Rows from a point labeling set
* Begin *

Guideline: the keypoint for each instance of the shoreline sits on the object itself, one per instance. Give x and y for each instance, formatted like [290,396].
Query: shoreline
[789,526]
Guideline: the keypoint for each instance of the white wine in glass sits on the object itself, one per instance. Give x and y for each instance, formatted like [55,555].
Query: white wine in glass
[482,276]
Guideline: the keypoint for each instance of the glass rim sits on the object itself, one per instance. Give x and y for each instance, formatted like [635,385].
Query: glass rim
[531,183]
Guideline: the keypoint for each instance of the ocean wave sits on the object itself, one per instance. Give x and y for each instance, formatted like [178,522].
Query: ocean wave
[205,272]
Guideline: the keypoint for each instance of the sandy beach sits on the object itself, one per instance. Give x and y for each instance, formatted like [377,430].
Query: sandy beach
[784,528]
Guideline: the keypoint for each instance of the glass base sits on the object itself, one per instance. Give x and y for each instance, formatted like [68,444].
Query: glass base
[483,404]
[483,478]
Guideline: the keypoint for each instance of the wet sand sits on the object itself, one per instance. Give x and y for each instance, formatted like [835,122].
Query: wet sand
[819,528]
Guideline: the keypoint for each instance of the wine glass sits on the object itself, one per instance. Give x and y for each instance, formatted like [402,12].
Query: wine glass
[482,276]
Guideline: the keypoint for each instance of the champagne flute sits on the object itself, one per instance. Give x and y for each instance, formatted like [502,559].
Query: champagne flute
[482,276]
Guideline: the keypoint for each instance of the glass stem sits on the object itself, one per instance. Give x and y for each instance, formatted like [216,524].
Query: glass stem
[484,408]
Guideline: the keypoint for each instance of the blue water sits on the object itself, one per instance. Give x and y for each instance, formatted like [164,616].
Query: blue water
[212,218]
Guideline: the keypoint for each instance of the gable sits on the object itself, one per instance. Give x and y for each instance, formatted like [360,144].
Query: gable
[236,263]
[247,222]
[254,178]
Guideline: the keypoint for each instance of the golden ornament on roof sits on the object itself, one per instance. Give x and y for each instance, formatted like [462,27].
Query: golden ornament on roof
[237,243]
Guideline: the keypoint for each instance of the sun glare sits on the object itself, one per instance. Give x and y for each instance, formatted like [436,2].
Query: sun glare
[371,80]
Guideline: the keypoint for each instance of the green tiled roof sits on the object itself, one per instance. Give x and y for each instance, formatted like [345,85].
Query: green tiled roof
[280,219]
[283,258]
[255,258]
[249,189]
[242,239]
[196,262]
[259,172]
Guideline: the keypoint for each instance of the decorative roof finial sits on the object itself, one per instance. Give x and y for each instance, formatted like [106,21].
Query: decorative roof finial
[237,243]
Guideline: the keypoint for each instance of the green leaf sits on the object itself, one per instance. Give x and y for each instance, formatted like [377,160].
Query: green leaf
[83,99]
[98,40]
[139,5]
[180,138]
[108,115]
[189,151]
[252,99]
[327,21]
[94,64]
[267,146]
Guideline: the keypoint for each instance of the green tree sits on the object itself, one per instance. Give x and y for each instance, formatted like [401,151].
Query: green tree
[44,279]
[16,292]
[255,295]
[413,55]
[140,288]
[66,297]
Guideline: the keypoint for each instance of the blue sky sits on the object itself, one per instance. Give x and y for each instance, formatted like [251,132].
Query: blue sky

* End *

Recast the rows above as a JSON list of strings with one string per line and no blank lines, beginning at the line that contains "Guideline: the keypoint for each instance of the green tree" and continuing through the last row.

[
  "Guideline: the keypoint for each instance of the green tree sits on the object itself, one per instance. Give x and y for each instance, formatted like [401,151].",
  "Query: green tree",
  "[44,279]",
  "[16,292]",
  "[255,295]",
  "[413,55]",
  "[140,288]",
  "[66,297]",
  "Guideline: the keypoint for each instance of the blue sky sits on the object itself, one per instance. Give x and y for each instance, formatted like [251,132].",
  "Query: blue sky"
]